**Brief**
Please lay out the data from the line with "Test yourself! Look at the image and find the wooden table." to the line with "jacket sleeve. Give the bounding box.", both included, as a JSON list of strings with one string per line. Leave out any blank lines and nothing else.

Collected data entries

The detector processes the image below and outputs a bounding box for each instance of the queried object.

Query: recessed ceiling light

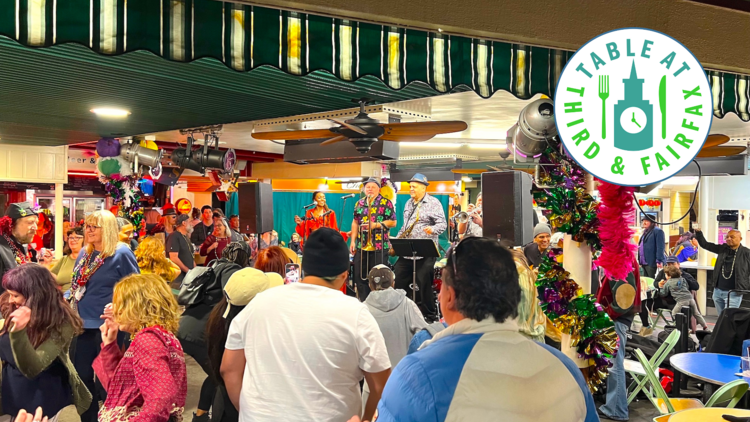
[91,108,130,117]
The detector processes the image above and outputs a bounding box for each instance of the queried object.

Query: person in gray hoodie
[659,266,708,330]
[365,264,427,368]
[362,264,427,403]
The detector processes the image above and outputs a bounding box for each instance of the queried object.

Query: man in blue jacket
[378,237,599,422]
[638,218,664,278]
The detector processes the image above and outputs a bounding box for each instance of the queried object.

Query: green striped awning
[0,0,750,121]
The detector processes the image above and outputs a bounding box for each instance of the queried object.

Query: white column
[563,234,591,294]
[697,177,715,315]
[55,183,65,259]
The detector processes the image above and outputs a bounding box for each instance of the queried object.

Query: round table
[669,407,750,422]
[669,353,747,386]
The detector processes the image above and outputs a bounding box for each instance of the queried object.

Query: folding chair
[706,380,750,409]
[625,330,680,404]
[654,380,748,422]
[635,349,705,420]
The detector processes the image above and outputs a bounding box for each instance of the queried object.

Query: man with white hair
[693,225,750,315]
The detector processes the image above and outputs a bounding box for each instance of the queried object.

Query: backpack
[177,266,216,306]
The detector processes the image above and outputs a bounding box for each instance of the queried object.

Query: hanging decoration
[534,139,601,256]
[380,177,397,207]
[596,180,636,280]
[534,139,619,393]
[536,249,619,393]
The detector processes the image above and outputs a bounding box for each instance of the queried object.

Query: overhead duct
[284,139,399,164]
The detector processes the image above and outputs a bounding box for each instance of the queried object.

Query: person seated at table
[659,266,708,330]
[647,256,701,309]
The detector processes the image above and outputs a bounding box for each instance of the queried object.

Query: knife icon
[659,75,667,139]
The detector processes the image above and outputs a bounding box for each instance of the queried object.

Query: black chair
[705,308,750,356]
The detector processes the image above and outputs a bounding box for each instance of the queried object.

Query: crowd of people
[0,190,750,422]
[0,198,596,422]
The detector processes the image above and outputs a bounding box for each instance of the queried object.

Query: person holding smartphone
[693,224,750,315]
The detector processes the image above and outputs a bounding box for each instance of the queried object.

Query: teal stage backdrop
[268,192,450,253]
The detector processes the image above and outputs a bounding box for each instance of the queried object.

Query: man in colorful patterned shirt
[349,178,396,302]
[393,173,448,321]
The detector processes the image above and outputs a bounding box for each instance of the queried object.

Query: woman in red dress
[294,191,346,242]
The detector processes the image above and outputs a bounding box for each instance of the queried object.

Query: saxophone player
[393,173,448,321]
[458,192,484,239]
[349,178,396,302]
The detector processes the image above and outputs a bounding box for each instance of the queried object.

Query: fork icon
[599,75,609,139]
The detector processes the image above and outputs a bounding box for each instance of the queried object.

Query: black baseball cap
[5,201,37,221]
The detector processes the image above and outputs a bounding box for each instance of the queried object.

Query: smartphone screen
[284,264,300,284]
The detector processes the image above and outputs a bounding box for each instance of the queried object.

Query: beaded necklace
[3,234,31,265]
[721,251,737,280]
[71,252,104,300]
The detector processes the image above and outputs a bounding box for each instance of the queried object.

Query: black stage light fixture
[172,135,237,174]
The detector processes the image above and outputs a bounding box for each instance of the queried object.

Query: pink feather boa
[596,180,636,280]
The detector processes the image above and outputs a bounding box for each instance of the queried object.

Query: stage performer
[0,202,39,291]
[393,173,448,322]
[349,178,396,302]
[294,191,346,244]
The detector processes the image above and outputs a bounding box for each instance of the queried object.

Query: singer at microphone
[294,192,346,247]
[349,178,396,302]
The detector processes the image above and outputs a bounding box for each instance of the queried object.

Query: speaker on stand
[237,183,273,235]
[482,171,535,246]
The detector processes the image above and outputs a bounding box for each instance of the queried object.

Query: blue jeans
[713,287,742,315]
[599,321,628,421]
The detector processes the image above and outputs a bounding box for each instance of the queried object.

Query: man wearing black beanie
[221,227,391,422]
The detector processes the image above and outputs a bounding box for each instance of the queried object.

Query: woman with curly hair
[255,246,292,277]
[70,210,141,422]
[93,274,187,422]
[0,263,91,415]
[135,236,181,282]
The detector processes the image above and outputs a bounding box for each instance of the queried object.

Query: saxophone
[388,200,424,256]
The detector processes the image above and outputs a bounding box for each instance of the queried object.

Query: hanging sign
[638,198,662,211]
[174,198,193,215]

* * *

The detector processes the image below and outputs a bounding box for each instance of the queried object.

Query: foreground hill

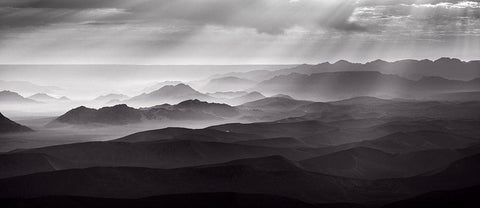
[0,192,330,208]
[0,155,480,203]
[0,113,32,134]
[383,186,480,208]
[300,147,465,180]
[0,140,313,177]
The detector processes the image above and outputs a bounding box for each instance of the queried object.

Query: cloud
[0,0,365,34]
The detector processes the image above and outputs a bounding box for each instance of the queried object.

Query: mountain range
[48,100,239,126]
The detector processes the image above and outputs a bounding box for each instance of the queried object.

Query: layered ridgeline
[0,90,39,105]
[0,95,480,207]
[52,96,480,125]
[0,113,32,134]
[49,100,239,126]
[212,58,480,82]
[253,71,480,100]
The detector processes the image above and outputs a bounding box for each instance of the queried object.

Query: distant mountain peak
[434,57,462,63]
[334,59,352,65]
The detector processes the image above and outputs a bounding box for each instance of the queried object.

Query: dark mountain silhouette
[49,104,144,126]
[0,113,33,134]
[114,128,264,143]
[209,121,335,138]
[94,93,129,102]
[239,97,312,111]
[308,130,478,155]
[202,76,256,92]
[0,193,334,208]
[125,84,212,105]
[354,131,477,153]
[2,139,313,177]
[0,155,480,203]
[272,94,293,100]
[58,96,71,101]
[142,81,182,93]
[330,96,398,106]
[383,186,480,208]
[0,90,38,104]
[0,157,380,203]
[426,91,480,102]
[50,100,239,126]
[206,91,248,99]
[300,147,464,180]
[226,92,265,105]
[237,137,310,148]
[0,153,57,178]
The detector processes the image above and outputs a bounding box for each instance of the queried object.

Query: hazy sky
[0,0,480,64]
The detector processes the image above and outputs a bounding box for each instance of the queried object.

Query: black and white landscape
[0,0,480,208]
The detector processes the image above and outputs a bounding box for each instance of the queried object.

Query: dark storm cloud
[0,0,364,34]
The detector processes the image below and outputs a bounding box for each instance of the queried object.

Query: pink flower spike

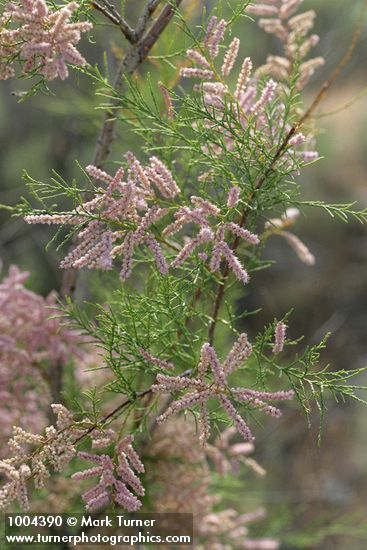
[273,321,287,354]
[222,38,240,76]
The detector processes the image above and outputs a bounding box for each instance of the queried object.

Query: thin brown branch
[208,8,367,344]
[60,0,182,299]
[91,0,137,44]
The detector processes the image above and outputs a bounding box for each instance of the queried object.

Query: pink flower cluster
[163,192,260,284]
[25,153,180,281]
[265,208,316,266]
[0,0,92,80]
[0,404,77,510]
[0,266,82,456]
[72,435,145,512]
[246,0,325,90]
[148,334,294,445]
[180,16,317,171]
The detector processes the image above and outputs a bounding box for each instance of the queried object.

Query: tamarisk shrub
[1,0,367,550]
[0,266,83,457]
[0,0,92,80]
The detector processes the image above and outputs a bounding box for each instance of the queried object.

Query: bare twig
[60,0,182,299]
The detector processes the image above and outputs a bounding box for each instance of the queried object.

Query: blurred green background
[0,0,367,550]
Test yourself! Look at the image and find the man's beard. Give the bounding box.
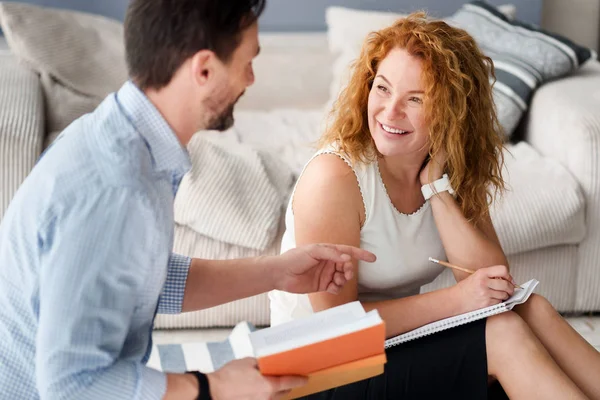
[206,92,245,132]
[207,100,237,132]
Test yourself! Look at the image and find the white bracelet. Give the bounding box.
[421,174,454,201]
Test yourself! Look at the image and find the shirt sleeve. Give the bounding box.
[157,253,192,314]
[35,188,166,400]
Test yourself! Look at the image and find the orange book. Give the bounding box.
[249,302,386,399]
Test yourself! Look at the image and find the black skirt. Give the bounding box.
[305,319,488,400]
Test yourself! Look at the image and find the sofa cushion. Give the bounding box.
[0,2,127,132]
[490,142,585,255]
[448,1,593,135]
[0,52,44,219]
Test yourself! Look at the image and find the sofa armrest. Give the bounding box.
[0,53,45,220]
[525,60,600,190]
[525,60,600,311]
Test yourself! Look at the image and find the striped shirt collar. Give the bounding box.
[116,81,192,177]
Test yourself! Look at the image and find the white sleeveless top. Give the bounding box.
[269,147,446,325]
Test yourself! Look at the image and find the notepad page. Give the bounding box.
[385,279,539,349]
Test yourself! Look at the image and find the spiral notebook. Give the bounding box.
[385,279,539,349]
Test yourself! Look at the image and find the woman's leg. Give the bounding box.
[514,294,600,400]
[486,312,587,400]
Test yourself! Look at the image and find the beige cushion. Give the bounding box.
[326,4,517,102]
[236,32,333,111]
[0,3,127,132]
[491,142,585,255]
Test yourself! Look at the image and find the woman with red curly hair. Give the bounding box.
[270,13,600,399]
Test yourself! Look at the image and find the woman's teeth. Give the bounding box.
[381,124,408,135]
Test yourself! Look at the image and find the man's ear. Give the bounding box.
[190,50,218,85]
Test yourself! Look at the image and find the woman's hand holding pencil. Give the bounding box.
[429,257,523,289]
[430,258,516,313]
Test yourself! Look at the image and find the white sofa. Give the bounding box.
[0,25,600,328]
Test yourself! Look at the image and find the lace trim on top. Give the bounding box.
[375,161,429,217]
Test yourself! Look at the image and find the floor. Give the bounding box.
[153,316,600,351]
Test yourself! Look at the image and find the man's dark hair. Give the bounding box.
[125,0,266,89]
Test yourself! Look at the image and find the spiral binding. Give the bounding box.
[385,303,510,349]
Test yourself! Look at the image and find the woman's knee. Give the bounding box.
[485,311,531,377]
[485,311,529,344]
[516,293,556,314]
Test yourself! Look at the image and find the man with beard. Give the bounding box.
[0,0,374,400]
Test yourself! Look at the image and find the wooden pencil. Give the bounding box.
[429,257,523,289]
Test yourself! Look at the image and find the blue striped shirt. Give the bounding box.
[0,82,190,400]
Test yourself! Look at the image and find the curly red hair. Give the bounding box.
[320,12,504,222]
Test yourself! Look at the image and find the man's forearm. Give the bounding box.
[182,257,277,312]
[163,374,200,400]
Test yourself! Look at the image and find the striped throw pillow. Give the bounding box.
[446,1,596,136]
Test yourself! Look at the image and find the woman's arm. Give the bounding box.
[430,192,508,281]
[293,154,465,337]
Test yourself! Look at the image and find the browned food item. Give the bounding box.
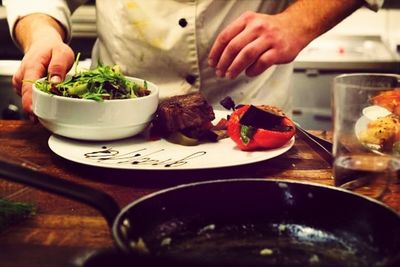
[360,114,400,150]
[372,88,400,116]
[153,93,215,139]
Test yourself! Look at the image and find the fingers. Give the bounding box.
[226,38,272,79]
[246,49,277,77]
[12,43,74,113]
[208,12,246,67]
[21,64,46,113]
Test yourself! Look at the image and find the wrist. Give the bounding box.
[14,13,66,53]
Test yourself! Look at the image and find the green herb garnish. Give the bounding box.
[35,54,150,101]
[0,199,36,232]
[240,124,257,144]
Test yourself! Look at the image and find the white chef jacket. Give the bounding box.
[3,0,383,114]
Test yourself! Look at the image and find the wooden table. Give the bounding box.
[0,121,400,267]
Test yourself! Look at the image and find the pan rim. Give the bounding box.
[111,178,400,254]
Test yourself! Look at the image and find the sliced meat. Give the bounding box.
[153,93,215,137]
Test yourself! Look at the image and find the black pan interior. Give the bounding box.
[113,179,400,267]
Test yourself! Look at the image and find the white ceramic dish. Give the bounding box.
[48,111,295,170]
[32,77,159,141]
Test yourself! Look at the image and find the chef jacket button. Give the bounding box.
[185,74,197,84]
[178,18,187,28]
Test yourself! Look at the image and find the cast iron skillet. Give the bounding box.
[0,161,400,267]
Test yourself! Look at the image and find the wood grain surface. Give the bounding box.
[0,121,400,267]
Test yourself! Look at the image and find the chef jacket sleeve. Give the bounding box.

* * *

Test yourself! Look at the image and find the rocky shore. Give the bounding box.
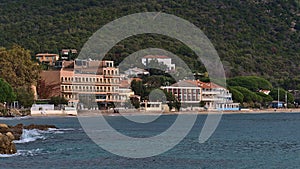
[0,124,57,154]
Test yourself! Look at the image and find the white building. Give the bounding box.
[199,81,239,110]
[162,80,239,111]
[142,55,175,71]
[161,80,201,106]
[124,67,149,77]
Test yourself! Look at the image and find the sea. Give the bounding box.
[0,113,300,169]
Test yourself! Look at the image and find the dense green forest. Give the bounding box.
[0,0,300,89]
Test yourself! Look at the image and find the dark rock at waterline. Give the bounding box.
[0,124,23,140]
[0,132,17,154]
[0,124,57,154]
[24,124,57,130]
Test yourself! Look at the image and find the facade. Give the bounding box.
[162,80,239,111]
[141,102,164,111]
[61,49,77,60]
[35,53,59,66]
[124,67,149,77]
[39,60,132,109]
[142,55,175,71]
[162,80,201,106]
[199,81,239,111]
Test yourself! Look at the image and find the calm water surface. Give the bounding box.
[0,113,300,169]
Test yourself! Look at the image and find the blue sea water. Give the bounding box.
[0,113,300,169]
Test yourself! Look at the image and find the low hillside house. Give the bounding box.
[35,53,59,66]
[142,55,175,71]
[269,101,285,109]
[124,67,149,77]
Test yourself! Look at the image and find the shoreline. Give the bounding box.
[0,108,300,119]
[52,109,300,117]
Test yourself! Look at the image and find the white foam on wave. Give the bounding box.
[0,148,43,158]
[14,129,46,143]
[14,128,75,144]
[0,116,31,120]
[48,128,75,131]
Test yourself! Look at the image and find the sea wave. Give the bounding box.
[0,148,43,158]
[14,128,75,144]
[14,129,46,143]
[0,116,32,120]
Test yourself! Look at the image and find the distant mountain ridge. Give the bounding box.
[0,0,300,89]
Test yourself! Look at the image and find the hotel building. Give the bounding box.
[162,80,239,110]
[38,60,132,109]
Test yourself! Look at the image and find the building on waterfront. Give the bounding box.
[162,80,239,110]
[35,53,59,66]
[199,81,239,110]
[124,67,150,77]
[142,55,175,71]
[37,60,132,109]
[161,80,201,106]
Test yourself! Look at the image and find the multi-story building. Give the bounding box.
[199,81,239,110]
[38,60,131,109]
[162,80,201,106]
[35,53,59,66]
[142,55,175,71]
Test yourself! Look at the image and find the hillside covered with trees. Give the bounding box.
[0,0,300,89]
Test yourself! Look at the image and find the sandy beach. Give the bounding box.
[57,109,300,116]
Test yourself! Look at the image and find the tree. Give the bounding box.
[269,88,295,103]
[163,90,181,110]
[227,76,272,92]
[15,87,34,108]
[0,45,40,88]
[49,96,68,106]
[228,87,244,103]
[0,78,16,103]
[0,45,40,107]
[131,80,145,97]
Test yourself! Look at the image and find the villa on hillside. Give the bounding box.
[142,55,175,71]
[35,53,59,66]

**Correct answer**
[
  "Test yourself! Look at the image and find the wooden table. Give the bounding box.",
  "[0,121,400,267]",
  "Test yourself! Look at the image and find the pan rim. Give the bounding box.",
  "[111,178,400,254]",
  "Test yourself! Look at the image and find the sliced meat. Give the bounding box.",
  "[153,93,215,137]",
  "Test yourself! Look at the image and find the black pan interior. Give the bounding box.",
  "[113,179,400,267]",
  "Test yourself! Look at the image and find the white ceramic dish. Give the bounding box.",
  "[48,111,295,170]",
  "[32,77,159,141]",
  "Test yourself! Look at the image and find the chef jacket button. Give the bounding box.",
  "[185,74,197,84]",
  "[178,18,187,28]",
  "Test yourself! Look at the image and find the cast iron skillet. Give the bounding box.",
  "[0,161,400,267]",
  "Test yourself! Look at the image and find the wood grain surface. Give the bounding box.",
  "[0,121,400,267]",
  "Test yourself! Look at the image and find the chef jacket sleeve. Give the bounding box."
]